▶ [Data listing]:

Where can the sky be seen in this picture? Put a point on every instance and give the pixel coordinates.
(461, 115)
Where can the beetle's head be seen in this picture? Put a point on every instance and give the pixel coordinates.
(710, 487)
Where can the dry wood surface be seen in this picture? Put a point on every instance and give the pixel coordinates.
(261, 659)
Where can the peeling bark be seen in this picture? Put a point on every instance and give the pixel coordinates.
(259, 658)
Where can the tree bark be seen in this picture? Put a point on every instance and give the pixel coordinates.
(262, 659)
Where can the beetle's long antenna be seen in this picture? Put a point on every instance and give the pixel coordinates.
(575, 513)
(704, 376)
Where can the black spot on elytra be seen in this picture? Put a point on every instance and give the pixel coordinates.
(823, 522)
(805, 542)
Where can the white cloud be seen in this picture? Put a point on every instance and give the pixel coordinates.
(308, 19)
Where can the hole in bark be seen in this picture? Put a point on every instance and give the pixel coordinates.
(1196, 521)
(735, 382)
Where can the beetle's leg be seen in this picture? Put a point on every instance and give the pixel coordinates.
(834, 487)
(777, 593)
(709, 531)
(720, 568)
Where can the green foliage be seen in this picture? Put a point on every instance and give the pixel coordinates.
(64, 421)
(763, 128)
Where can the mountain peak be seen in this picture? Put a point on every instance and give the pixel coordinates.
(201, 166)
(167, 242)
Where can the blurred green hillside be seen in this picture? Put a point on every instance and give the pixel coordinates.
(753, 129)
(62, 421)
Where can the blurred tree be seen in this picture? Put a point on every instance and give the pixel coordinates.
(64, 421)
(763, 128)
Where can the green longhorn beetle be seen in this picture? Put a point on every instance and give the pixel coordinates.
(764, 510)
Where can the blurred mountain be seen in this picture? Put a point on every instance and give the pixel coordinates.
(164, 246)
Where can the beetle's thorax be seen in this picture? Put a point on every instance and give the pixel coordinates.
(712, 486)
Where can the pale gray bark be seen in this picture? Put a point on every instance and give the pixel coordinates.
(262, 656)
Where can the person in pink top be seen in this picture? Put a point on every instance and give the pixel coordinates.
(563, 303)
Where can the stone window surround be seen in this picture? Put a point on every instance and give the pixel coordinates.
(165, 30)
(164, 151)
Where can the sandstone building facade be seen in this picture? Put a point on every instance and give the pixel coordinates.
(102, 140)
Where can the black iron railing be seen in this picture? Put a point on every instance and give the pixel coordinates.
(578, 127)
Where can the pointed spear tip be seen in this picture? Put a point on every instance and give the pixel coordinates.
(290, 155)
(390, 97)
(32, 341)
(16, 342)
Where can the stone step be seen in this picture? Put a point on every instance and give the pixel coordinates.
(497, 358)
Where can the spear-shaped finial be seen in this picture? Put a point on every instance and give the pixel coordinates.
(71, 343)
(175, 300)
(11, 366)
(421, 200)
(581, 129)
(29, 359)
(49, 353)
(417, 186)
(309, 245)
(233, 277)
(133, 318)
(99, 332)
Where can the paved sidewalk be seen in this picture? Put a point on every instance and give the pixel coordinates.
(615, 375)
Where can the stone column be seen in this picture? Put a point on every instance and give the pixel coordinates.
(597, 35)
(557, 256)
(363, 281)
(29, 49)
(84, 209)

▶ [The task]:
Copy all data exactly, start to finish.

▶ [Full answer]:
Where can the sky be seen in this picture? Put a point on every instance and give the pixel coordinates.
(461, 115)
Where can the beetle's head be seen in this picture? Put a point on every instance and give the pixel coordinates.
(710, 487)
Where can the dry wood surface be seen in this picture? Put a point on every instance and give the pixel coordinates.
(261, 659)
Where can the peeling bark be seen in this picture? Put a point on every instance and give the pixel coordinates.
(259, 658)
Where can the tree bark be seen in this picture? Put a point on every instance and give the pixel coordinates.
(262, 659)
Where can the beetle's long antenna be seen in this picture? Put a point on every instance and give the pixel coordinates.
(575, 513)
(704, 376)
Where can the black spot on elytra be seen in this picture? Put a point on every instance and give the pixel coordinates.
(823, 522)
(805, 542)
Where can the white cloud be seen in this picture? Put a point on every instance and give the pixel coordinates.
(308, 19)
Where can the hole in bark be seen in this picture? Put a point on every instance and give the pixel coordinates.
(1196, 521)
(735, 382)
Where can the beetle's leg be seen in this picture? Put a point on every instance and give the pixel coordinates.
(834, 487)
(777, 593)
(709, 531)
(720, 568)
Where can the green foliage be seen in this picture? Put a point on every instance and give the pixel coordinates.
(64, 421)
(763, 128)
Where can the mountain peak be seen in this picture? Put a point on every instance and give the pixel coordinates.
(201, 166)
(167, 242)
Where can the blurred green hillside be seen in this picture? Put a point on every instance and give the pixel coordinates.
(753, 129)
(62, 421)
Where can the blurred tree be seen in this picture? Put a point on every instance and give the pixel coordinates.
(64, 421)
(763, 128)
Where can the green longhorn beetle be seen in this picture? Put a point on every instance and give the pixel coordinates.
(764, 510)
Where can the blurred mountain be seen in this picture? Put a point on every instance and give the pixel coordinates.
(164, 246)
Where can the beetle's thorax be seen in this picture? Put a point on every instance and give the pixel coordinates.
(712, 486)
Where can the pale gray bark be seen in this picture? Put a point on every instance and give the pixel coordinates.
(262, 656)
Where can the person in pink top be seen in this picture? Put a point on every instance and give the pixel coordinates.
(563, 303)
Where can the stone window surround be seen in this picture? Put a point on every instance and give the pixel coordinates.
(165, 30)
(164, 151)
Where can the sandstone building facade be seen in this picture? Put a point on every instance and give the pixel coordinates.
(102, 140)
Where can the black iron railing be seen in this picture? Put a point on every instance and give the pixel coordinates.
(578, 127)
Where can the pointed spear tip be seen in this picture? Put a point on every instance and give the pixel coordinates.
(290, 155)
(390, 97)
(32, 341)
(16, 342)
Where can the stone step be seen in this picture? Put a point on every instance and give the pixel coordinates.
(497, 358)
Where can the spear-shaped finial be seen in this picture? Put a point on every instance and give the pixel coordinates.
(71, 343)
(175, 300)
(11, 366)
(421, 200)
(581, 129)
(29, 359)
(49, 353)
(417, 186)
(309, 245)
(233, 277)
(133, 318)
(99, 332)
Where can the paved sidewalk be seen in this picture? Put a point on every instance and give the pixel coordinates.
(615, 375)
Where can the stone column be seen in this picture? Put a point on every instance and give the pixel coordinates.
(597, 35)
(557, 256)
(363, 281)
(29, 49)
(84, 209)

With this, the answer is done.